▶ **What you will do**
Set down, word for word, the passage of the wildfire mitigation page below that runs from "When considering how" up to and including "practice wildfire mitigation.".

▶ **Document text**

Wildfire Mitigation Examples

Explore wildfire mitigation examples and detailed considerations to protect your home curated by the experts at the Western Fire Chiefs Association (WFCA).

Published:January 10, 2023
Edited:
March 1, 2024

Table of Contents

    Explore wildfire mitigation examples and detailed considerations to protect your home curated by the experts at the Western Fire Chiefs Association (WFCA).

    When considering how best to protect homes and neighborhoods from wildfire damage, the first step should always be early wildfire mitigation. Before there is even a threat of fire, homeowners can protect their houses by evaluating the area around the home and how it can be managed to stop or slow fires. Areas where homes are built close to wildland zones are particularly at risk. This ‘wildland-urban interface’ represents a key space where communities are working together to practice wildfire mitigation.

    The California Board of Forestry and Fire Protection divides the defensible area around a home into three sections that start at the house with Zone 0, move out to 30 feet from the house with Zone 1, and finally extend to 100 feet from the house with Zone 2.1 The National Fire Protection Association defines this entire area as the home ignition zone.2 WFCA addresses these zones more in-depth in our Home Ignition Zone Explained article. You can protect your home from the spread of wildfire by taking mitigation steps in each of these three zones.

    Zone 0 Considerations

    The first area to defend is the house itself and within 0-5 feet of the structure.

    • Use non-flammable, hard-surface ground materials such as rock, gravel, or sand. Remove vegetation around the perimeter of your home in this zone.3
    • Clear out plants, firewood, propane, paint cans, or anything stored against the house or under the porch. Any flammable debris, including scrap lumber and firewood, should be stored at least 30 feet away from all structures.
    • Do not park vehicles within this zone.4
    • Clear pine needles and other debris from roofs and gutters, as embers can land and ignite these areas.5
    • Ensure embers cannot make it into your home through vents and chimneys by installing metal mesh. Vent openings should be covered with 1/16- or 1/8-inch metal mesh and chimneys should be covered with mesh no smaller than 3/8 inch and no larger than 1/2 inch. There are also ember- and flame-resistant vents, called WUI vents, that you can install.6
    • Explore some of the other ways you can ‘harden’ your home against wildfires.

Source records

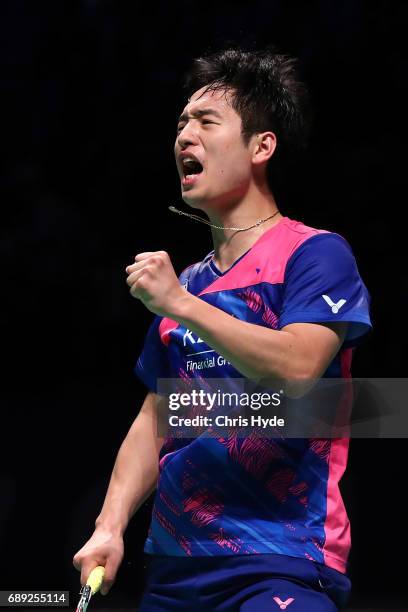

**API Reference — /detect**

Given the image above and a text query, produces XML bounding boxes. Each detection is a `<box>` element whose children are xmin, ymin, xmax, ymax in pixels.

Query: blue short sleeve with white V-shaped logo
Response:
<box><xmin>279</xmin><ymin>232</ymin><xmax>371</xmax><ymax>348</ymax></box>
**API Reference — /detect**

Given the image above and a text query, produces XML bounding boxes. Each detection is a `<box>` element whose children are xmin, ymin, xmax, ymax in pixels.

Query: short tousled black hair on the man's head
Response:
<box><xmin>183</xmin><ymin>46</ymin><xmax>312</xmax><ymax>191</ymax></box>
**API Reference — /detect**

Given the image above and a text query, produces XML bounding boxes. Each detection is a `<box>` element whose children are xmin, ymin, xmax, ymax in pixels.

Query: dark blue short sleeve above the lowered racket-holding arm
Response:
<box><xmin>134</xmin><ymin>316</ymin><xmax>170</xmax><ymax>393</ymax></box>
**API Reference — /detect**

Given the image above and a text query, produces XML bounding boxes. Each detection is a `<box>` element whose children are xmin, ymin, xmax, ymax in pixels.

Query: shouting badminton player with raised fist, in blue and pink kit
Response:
<box><xmin>74</xmin><ymin>45</ymin><xmax>370</xmax><ymax>612</ymax></box>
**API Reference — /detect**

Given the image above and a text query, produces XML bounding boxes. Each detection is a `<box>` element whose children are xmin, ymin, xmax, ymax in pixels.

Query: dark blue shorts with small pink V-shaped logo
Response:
<box><xmin>138</xmin><ymin>554</ymin><xmax>351</xmax><ymax>612</ymax></box>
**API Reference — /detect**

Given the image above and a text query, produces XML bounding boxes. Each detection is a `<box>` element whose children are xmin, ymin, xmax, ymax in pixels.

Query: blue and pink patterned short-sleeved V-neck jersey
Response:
<box><xmin>135</xmin><ymin>217</ymin><xmax>371</xmax><ymax>572</ymax></box>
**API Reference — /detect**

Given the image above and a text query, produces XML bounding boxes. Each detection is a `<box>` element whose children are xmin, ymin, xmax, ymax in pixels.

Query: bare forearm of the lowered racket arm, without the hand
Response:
<box><xmin>95</xmin><ymin>394</ymin><xmax>162</xmax><ymax>534</ymax></box>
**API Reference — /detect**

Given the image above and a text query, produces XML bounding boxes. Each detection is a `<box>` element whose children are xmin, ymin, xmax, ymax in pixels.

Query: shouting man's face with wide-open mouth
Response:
<box><xmin>174</xmin><ymin>87</ymin><xmax>252</xmax><ymax>208</ymax></box>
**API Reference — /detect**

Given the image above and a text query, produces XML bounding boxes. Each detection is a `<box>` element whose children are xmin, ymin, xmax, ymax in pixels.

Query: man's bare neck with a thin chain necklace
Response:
<box><xmin>207</xmin><ymin>191</ymin><xmax>282</xmax><ymax>271</ymax></box>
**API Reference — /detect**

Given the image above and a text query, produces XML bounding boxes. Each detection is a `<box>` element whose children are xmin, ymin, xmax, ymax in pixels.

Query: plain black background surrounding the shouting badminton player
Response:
<box><xmin>0</xmin><ymin>0</ymin><xmax>408</xmax><ymax>610</ymax></box>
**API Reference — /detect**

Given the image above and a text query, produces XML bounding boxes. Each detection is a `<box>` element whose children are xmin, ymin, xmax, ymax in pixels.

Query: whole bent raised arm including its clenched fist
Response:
<box><xmin>126</xmin><ymin>251</ymin><xmax>347</xmax><ymax>383</ymax></box>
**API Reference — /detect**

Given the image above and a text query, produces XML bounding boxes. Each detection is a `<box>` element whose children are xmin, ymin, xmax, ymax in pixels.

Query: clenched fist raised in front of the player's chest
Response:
<box><xmin>126</xmin><ymin>251</ymin><xmax>189</xmax><ymax>317</ymax></box>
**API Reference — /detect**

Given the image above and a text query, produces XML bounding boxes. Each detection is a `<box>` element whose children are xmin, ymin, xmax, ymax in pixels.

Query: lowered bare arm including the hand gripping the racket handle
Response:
<box><xmin>73</xmin><ymin>393</ymin><xmax>163</xmax><ymax>594</ymax></box>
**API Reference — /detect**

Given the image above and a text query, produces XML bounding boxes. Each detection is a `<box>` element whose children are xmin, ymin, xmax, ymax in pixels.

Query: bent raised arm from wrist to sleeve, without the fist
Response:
<box><xmin>173</xmin><ymin>296</ymin><xmax>347</xmax><ymax>382</ymax></box>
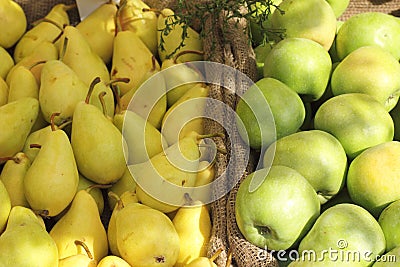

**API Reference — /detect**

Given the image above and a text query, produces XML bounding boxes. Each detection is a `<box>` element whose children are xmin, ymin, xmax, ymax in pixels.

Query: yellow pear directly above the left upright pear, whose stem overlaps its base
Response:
<box><xmin>39</xmin><ymin>60</ymin><xmax>89</xmax><ymax>125</ymax></box>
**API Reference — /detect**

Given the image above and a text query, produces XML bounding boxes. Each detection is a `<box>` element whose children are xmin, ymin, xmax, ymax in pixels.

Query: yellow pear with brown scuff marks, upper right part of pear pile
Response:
<box><xmin>111</xmin><ymin>31</ymin><xmax>160</xmax><ymax>95</ymax></box>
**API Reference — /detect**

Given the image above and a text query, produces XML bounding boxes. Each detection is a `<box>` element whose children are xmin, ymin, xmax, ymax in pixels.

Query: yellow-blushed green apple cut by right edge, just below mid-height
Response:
<box><xmin>347</xmin><ymin>141</ymin><xmax>400</xmax><ymax>217</ymax></box>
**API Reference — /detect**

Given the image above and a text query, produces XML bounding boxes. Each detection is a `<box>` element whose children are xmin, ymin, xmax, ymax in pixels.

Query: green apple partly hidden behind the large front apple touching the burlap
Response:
<box><xmin>263</xmin><ymin>130</ymin><xmax>347</xmax><ymax>204</ymax></box>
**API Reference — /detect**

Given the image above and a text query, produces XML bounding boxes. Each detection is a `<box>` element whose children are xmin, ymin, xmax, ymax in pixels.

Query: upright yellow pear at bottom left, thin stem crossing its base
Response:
<box><xmin>50</xmin><ymin>190</ymin><xmax>108</xmax><ymax>262</ymax></box>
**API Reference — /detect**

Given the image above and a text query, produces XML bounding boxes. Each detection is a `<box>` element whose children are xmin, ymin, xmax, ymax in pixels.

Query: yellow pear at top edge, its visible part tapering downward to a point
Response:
<box><xmin>76</xmin><ymin>1</ymin><xmax>117</xmax><ymax>64</ymax></box>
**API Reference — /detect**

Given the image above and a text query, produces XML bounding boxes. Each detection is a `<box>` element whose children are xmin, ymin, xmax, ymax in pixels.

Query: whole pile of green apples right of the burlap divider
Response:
<box><xmin>235</xmin><ymin>0</ymin><xmax>400</xmax><ymax>266</ymax></box>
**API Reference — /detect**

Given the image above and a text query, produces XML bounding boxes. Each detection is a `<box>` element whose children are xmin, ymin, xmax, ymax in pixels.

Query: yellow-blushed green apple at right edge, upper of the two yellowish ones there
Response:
<box><xmin>331</xmin><ymin>46</ymin><xmax>400</xmax><ymax>111</ymax></box>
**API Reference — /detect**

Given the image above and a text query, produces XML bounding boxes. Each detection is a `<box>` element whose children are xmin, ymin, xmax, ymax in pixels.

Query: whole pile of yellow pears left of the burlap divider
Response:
<box><xmin>0</xmin><ymin>0</ymin><xmax>222</xmax><ymax>267</ymax></box>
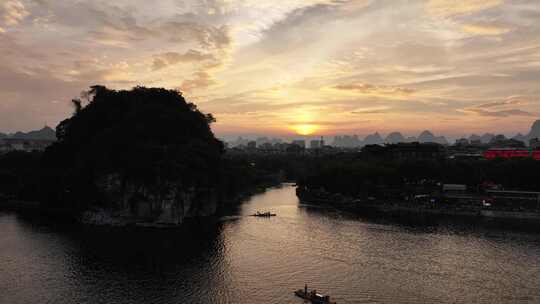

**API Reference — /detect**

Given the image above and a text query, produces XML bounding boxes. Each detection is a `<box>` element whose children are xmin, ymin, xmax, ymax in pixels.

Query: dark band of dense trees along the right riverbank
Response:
<box><xmin>299</xmin><ymin>154</ymin><xmax>540</xmax><ymax>195</ymax></box>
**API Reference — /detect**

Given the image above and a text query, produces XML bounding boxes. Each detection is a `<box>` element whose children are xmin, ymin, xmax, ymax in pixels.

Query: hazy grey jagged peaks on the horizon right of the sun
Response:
<box><xmin>332</xmin><ymin>120</ymin><xmax>540</xmax><ymax>148</ymax></box>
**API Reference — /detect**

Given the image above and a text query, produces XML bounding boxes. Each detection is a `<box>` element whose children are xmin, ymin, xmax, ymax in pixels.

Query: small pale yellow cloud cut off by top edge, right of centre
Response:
<box><xmin>426</xmin><ymin>0</ymin><xmax>504</xmax><ymax>17</ymax></box>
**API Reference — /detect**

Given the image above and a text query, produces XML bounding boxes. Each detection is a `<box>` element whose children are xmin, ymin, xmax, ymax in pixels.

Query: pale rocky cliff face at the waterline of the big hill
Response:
<box><xmin>81</xmin><ymin>174</ymin><xmax>217</xmax><ymax>226</ymax></box>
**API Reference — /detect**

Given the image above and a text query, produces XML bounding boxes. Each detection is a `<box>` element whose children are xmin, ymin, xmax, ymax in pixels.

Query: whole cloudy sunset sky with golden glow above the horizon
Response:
<box><xmin>0</xmin><ymin>0</ymin><xmax>540</xmax><ymax>136</ymax></box>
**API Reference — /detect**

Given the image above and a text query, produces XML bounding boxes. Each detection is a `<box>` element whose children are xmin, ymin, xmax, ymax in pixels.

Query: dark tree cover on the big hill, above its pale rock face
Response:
<box><xmin>45</xmin><ymin>86</ymin><xmax>223</xmax><ymax>184</ymax></box>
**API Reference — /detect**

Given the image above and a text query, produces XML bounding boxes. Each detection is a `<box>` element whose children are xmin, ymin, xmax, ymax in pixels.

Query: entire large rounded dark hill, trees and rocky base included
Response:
<box><xmin>43</xmin><ymin>86</ymin><xmax>223</xmax><ymax>222</ymax></box>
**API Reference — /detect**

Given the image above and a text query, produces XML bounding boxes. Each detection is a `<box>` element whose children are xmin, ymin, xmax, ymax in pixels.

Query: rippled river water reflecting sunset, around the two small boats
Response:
<box><xmin>0</xmin><ymin>186</ymin><xmax>540</xmax><ymax>304</ymax></box>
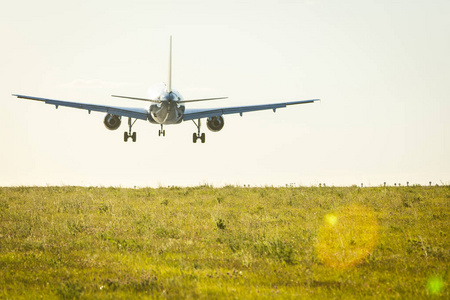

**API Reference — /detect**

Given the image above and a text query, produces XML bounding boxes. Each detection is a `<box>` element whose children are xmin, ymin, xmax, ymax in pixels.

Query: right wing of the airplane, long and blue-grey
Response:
<box><xmin>183</xmin><ymin>99</ymin><xmax>319</xmax><ymax>121</ymax></box>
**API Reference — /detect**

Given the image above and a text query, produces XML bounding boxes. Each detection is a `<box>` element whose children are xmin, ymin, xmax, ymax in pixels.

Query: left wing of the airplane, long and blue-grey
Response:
<box><xmin>13</xmin><ymin>94</ymin><xmax>148</xmax><ymax>120</ymax></box>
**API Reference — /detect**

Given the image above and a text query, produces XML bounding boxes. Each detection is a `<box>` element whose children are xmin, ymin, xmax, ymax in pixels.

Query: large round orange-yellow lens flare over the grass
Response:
<box><xmin>316</xmin><ymin>204</ymin><xmax>378</xmax><ymax>269</ymax></box>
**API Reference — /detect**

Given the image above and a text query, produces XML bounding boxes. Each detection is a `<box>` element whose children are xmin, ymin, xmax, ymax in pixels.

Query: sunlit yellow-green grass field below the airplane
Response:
<box><xmin>0</xmin><ymin>186</ymin><xmax>450</xmax><ymax>299</ymax></box>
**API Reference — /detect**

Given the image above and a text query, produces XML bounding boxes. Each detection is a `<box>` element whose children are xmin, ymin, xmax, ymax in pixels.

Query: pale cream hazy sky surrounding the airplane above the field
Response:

▶ **Task output**
When considering how best to protect homes and neighborhoods from wildfire damage, the first step should always be early wildfire mitigation. Before there is even a threat of fire, homeowners can protect their houses by evaluating the area around the home and how it can be managed to stop or slow fires. Areas where homes are built close to wildland zones are particularly at risk. This ‘wildland-urban interface’ represents a key space where communities are working together to practice wildfire mitigation.